*Records from a dataset:*
↓
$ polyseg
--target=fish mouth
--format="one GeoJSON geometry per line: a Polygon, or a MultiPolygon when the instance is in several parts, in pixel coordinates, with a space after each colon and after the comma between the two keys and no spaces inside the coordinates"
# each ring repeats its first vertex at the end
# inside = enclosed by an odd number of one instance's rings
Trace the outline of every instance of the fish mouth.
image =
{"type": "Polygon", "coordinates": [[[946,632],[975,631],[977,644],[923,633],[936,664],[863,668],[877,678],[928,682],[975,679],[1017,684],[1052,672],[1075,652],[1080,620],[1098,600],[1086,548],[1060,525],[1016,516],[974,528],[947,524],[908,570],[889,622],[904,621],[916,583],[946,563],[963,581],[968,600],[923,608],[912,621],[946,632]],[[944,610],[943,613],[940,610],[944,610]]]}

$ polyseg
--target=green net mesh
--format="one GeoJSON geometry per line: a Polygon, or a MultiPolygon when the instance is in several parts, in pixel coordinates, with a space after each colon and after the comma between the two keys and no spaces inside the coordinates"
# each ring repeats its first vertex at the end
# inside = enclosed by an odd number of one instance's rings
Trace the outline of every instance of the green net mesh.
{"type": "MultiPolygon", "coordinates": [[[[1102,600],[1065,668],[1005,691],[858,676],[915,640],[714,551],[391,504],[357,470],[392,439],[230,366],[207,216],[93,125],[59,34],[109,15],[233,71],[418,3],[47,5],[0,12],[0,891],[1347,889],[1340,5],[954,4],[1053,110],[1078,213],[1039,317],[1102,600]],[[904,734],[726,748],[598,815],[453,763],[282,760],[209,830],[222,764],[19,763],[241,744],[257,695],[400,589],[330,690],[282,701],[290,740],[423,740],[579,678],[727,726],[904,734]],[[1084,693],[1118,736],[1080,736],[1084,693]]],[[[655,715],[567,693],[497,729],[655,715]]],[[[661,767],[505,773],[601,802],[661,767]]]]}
↑
*Work required:*
Update the material above so that each occurrence of "Trace the outline" reads "Draw the boundary", and leave every other line and character as it stands.

*Reply to the task:*
$ polyseg
--target=fish mouth
--format="one GeoJSON geometry per line: a Polygon, or a MultiPolygon when the instance is in several parts, in pixel coordinates, with a space after each colon and after the comma between the two keys and no spaces inside the coordinates"
# each ring repeats its first vertex at the end
# inside = enclosed by an odd number of one instance's rings
Draw the boundary of every instance of the fish mouth.
image =
{"type": "Polygon", "coordinates": [[[946,632],[975,631],[977,644],[923,633],[936,664],[863,668],[877,678],[928,682],[975,679],[1017,684],[1052,672],[1075,652],[1080,620],[1098,600],[1086,548],[1060,525],[1016,516],[974,528],[947,524],[908,570],[889,622],[904,621],[916,583],[946,563],[963,581],[968,600],[923,608],[912,621],[946,632]],[[944,610],[943,613],[940,610],[944,610]]]}

$ polyseg
--target=green net mesh
--format="one GeoJSON geometry per line: a Polygon, or a MultiPolygon when the instance is in several parts, in pixel coordinates, with a space after each colon and after the comma between the two keys and no spaces inside the coordinates"
# each ring repeats its first vertex at the end
# inside = enclosed by an odd number of one instance's rings
Draw the boundary of every instance of the green net mesh.
{"type": "MultiPolygon", "coordinates": [[[[1102,600],[1065,668],[1005,691],[858,676],[915,640],[714,551],[391,504],[357,470],[392,439],[230,366],[207,216],[93,125],[59,34],[109,15],[233,71],[418,3],[47,5],[0,12],[0,891],[1347,889],[1340,5],[954,4],[1053,110],[1078,213],[1039,317],[1102,600]],[[904,734],[726,748],[598,815],[453,763],[282,760],[209,830],[222,764],[19,763],[241,744],[257,695],[400,589],[330,690],[282,701],[290,740],[423,740],[579,678],[727,726],[904,734]],[[1084,693],[1118,736],[1080,736],[1084,693]]],[[[655,715],[567,693],[497,729],[655,715]]],[[[661,767],[505,773],[601,802],[661,767]]]]}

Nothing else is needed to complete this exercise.